■ Record set ■
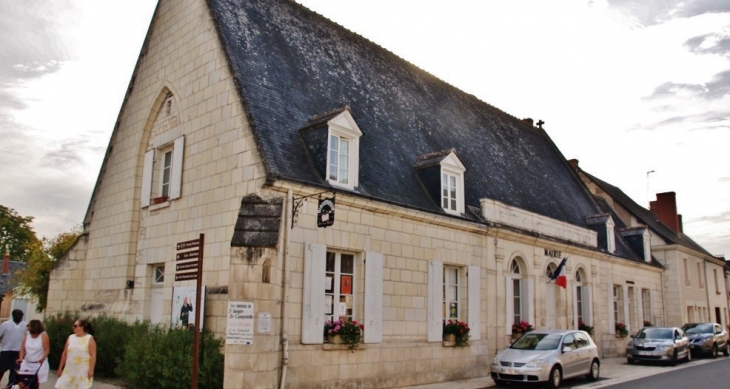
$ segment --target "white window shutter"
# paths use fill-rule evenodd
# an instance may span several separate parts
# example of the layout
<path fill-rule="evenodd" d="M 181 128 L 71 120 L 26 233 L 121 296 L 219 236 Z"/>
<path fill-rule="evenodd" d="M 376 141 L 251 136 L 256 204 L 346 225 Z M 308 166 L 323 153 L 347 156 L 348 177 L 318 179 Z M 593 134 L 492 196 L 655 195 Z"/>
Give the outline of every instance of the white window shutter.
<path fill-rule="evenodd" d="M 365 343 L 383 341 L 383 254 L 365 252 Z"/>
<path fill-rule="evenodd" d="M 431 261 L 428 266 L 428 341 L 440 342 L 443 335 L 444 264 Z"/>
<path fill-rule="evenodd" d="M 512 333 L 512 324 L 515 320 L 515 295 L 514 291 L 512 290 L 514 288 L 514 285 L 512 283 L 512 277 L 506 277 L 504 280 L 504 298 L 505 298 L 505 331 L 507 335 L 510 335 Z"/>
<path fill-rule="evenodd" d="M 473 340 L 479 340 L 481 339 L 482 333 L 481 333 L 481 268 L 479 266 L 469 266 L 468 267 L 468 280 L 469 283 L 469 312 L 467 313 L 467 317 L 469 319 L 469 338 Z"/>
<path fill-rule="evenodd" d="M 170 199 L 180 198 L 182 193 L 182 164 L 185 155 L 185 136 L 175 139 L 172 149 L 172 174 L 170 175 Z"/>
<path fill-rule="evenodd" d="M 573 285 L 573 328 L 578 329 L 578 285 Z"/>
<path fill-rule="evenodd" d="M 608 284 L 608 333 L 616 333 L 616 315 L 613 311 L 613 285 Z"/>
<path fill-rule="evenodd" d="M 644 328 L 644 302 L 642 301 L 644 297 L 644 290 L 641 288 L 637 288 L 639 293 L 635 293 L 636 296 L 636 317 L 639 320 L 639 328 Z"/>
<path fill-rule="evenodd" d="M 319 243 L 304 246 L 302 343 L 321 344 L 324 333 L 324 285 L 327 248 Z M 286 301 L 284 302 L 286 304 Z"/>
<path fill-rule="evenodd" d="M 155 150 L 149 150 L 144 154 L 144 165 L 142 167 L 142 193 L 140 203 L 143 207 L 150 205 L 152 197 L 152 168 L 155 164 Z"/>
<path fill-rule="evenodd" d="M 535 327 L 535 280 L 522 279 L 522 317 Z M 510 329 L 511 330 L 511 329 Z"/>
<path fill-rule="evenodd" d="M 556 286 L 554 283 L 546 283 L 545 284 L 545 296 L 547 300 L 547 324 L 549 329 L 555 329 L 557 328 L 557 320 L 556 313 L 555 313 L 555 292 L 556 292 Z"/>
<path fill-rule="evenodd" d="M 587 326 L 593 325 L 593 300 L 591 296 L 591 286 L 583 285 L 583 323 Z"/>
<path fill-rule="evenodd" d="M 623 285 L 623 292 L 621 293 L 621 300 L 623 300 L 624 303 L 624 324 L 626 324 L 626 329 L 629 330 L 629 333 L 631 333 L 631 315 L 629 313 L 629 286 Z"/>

==

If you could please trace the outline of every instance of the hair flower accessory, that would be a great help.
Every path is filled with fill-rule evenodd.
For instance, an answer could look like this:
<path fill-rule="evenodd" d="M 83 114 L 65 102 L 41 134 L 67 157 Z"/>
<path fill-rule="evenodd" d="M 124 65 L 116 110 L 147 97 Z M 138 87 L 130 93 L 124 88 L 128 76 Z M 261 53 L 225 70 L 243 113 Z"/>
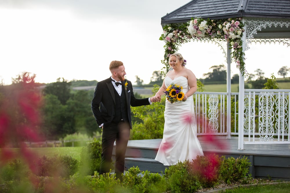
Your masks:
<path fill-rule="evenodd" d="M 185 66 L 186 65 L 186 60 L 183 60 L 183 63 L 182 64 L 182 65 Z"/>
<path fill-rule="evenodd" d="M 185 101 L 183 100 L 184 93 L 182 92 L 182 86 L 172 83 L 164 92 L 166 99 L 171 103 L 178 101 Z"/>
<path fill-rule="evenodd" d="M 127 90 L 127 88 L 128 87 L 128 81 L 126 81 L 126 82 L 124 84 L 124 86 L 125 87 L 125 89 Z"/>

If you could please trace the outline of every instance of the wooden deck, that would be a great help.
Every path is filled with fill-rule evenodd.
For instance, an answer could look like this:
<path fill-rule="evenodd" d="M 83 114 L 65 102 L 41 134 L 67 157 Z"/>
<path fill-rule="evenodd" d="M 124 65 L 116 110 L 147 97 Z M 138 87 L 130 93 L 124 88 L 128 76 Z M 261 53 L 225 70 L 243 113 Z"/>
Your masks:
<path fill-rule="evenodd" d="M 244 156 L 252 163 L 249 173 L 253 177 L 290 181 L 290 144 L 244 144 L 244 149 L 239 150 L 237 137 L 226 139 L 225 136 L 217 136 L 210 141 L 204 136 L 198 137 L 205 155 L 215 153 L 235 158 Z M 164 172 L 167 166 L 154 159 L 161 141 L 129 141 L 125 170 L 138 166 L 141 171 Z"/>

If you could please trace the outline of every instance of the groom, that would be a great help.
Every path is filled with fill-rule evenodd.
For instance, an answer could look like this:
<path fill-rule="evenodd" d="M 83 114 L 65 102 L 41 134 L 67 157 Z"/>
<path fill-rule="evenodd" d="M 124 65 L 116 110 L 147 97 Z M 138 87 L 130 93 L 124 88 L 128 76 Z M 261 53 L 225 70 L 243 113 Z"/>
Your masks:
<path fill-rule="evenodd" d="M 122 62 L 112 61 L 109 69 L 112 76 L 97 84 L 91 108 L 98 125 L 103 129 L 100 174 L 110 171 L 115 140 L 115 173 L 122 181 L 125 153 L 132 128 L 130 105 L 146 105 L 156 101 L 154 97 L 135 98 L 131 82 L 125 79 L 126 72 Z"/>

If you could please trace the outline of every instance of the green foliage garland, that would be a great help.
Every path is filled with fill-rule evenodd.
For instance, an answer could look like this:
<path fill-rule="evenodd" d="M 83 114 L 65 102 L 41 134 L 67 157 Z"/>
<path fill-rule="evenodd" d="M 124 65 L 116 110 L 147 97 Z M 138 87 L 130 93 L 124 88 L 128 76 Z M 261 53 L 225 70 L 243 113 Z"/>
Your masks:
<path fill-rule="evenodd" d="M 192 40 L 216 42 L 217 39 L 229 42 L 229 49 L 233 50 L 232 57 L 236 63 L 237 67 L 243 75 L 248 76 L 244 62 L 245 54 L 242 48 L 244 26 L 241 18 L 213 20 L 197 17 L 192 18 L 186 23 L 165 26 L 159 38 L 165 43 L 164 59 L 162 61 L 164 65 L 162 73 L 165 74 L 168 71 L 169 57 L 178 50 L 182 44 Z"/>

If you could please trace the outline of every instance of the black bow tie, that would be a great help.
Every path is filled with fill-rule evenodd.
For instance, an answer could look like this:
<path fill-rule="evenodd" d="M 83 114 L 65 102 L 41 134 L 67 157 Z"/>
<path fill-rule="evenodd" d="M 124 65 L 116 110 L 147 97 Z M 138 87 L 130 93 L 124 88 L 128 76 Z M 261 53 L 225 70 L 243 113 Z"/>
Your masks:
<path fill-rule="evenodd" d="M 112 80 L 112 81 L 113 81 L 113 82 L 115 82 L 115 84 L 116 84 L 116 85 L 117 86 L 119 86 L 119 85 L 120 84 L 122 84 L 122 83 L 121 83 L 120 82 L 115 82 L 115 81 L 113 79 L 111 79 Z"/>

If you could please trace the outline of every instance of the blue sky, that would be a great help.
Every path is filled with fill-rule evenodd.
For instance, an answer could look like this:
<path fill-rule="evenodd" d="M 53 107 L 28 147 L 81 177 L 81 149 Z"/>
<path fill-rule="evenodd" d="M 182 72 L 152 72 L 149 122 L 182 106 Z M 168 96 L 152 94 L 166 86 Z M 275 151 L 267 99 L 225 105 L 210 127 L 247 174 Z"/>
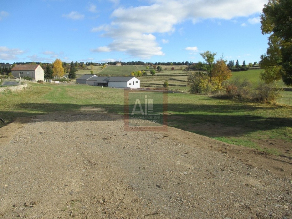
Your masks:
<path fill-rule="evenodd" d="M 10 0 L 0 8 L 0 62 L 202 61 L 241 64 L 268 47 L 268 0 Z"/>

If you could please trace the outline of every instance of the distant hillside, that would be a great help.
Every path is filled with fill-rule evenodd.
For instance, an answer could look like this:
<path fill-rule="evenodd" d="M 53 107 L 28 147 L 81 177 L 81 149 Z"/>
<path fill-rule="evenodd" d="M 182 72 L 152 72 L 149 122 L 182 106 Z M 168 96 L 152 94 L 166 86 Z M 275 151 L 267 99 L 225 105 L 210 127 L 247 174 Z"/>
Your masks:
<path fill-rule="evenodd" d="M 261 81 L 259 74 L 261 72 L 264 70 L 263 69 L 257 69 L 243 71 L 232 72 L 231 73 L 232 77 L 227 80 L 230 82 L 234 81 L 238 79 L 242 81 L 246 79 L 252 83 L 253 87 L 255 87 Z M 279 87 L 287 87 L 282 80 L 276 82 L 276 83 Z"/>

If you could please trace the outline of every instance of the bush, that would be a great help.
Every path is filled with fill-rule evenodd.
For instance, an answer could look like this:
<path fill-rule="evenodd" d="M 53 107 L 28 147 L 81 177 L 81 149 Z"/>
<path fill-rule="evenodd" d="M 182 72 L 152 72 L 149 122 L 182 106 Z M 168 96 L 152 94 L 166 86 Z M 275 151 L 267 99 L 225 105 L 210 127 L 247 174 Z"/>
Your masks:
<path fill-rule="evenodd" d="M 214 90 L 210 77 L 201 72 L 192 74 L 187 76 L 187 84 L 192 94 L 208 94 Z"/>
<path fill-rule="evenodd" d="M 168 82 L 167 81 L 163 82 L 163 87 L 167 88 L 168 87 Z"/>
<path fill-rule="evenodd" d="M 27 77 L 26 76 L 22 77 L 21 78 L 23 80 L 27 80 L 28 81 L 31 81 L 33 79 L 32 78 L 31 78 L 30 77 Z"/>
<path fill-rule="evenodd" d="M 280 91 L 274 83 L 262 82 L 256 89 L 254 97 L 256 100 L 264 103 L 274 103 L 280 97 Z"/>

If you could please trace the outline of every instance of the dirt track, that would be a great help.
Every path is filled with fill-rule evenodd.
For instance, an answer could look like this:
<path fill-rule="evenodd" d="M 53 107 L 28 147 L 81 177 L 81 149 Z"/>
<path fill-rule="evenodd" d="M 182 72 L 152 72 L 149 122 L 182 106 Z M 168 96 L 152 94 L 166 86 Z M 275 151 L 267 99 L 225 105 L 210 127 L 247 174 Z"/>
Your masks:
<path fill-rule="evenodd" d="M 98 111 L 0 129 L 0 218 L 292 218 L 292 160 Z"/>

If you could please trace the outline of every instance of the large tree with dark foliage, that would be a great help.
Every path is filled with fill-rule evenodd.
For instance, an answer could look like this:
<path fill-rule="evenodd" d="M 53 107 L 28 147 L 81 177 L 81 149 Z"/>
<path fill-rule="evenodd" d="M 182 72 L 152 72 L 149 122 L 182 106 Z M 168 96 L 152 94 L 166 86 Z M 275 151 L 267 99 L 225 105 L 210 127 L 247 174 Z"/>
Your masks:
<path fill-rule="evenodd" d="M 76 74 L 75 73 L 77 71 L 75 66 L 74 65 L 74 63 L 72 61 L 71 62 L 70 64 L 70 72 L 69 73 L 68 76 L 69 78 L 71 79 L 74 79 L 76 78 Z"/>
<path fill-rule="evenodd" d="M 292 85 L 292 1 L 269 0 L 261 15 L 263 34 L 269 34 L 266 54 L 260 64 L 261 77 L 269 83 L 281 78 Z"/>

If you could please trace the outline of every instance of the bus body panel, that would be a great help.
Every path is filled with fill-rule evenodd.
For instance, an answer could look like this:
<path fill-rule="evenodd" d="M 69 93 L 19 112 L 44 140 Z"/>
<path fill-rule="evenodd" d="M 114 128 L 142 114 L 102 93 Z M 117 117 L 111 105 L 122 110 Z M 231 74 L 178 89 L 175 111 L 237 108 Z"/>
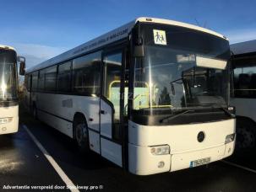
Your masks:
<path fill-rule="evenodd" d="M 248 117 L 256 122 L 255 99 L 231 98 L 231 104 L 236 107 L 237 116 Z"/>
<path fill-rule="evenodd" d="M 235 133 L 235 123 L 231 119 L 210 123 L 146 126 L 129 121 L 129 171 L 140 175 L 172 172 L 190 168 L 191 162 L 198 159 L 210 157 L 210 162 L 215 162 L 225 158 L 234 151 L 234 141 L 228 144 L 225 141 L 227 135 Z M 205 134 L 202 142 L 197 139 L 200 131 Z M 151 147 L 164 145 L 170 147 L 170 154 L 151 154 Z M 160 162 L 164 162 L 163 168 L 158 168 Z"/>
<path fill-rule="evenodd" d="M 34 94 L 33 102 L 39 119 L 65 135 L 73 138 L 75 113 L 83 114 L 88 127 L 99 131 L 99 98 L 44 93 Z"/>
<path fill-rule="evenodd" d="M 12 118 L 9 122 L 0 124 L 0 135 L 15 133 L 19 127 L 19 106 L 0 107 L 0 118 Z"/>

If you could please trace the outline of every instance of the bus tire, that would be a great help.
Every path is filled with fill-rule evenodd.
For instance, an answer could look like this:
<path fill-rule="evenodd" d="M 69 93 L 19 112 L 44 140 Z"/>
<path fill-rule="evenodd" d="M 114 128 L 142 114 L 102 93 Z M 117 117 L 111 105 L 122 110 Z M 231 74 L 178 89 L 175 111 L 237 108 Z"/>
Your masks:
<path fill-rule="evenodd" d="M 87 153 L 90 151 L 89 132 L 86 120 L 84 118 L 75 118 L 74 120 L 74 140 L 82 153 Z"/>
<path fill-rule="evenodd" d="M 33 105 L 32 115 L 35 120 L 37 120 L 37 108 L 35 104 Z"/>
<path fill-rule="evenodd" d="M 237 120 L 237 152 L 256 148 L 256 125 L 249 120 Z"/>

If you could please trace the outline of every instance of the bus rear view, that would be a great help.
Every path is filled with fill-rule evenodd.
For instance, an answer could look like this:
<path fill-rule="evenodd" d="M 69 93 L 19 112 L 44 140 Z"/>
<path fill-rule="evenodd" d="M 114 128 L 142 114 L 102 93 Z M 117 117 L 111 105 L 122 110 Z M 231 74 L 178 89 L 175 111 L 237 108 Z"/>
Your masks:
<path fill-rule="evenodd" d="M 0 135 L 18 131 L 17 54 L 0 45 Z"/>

---

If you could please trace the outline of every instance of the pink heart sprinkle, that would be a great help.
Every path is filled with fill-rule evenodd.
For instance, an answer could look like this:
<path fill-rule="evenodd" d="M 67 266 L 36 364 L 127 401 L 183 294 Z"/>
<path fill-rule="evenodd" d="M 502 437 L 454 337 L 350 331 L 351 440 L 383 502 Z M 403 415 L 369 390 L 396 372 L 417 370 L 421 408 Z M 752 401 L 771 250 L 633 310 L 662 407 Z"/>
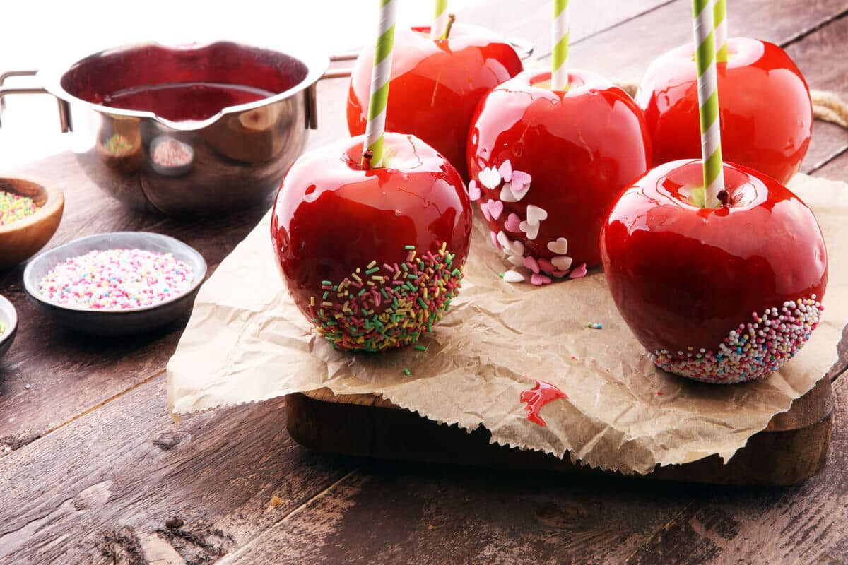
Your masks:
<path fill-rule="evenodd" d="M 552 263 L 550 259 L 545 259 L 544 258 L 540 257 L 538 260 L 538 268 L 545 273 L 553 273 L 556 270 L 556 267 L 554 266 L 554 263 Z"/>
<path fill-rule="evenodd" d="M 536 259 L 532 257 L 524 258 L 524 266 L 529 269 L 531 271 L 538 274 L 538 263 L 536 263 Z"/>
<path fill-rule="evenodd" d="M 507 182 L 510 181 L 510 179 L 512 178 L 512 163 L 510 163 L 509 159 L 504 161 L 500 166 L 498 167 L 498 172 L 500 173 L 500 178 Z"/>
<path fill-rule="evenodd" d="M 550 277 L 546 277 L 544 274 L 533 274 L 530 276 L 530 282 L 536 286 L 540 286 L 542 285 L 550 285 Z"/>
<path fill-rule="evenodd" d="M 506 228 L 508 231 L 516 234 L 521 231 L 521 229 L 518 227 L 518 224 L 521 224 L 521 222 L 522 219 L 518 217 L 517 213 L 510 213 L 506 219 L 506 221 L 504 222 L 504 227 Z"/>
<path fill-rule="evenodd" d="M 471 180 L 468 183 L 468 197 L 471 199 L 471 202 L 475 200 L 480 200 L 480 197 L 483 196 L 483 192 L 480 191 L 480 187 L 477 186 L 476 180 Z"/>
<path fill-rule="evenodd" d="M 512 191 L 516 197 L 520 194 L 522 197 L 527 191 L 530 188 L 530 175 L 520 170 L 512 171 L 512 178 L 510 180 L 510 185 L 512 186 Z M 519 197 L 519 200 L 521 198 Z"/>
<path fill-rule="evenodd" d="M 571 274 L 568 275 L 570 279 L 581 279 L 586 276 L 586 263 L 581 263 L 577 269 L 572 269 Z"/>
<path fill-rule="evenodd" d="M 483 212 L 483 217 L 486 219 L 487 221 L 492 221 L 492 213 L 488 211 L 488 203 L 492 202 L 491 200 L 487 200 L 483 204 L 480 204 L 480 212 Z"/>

■ Problem to work on ■
List the lines from the one containing "bush, that would be a great help." up to and including the one containing "292 85 L 292" as a numbered list, leaving out blank lines.

■ Solution ■
1. If you could please trace the outline of every instance of the bush, that would be a great help.
2. Every path is filled with fill-rule evenodd.
3. For instance, an answer could look like this:
4. <path fill-rule="evenodd" d="M 53 107 L 28 147 L 81 177 L 81 149 Z"/>
5. <path fill-rule="evenodd" d="M 182 72 L 152 72 L 149 122 L 182 106 Z M 168 96 L 152 94 L 166 86 Z M 275 151 L 267 99 L 225 105 L 210 127 L 247 174 Z"/>
6. Your masks:
7. <path fill-rule="evenodd" d="M 214 90 L 210 77 L 201 72 L 192 74 L 187 76 L 187 84 L 192 94 L 208 94 Z"/>
8. <path fill-rule="evenodd" d="M 168 82 L 167 81 L 163 82 L 163 87 L 167 88 L 168 87 Z"/>
9. <path fill-rule="evenodd" d="M 27 77 L 26 76 L 22 77 L 21 78 L 23 80 L 27 80 L 28 81 L 31 81 L 33 79 L 32 78 L 31 78 L 30 77 Z"/>
10. <path fill-rule="evenodd" d="M 280 91 L 274 83 L 262 82 L 256 89 L 254 97 L 256 100 L 264 103 L 274 103 L 280 97 Z"/>
11. If you could please trace the outline of every instance of the dirt track, that would be a great help.
12. Every path is filled with fill-rule evenodd.
13. For instance, an answer could look like this:
14. <path fill-rule="evenodd" d="M 53 107 L 28 147 L 81 177 L 81 149 Z"/>
15. <path fill-rule="evenodd" d="M 182 72 L 152 72 L 149 122 L 182 106 Z M 168 96 L 152 94 L 166 86 Z M 275 151 L 267 99 L 225 105 L 210 127 L 247 174 Z"/>
16. Your masks:
17. <path fill-rule="evenodd" d="M 98 111 L 0 129 L 0 218 L 292 218 L 292 160 Z"/>
18. If you could please trace the outline of every instance of the large tree with dark foliage, that would be a great help.
19. Every path is filled with fill-rule evenodd.
20. For instance, an answer could look like this:
21. <path fill-rule="evenodd" d="M 53 107 L 28 147 L 81 177 L 81 149 Z"/>
22. <path fill-rule="evenodd" d="M 182 72 L 152 72 L 149 122 L 182 106 Z M 168 96 L 152 94 L 166 86 Z M 275 151 L 267 99 L 225 105 L 210 127 L 247 174 Z"/>
23. Your masks:
24. <path fill-rule="evenodd" d="M 76 74 L 75 73 L 77 71 L 75 66 L 74 65 L 74 63 L 72 61 L 71 62 L 70 64 L 70 72 L 69 73 L 68 76 L 69 78 L 71 79 L 74 79 L 76 78 Z"/>
25. <path fill-rule="evenodd" d="M 292 85 L 292 1 L 269 0 L 261 15 L 263 34 L 269 34 L 266 54 L 260 64 L 261 77 L 269 83 L 281 78 Z"/>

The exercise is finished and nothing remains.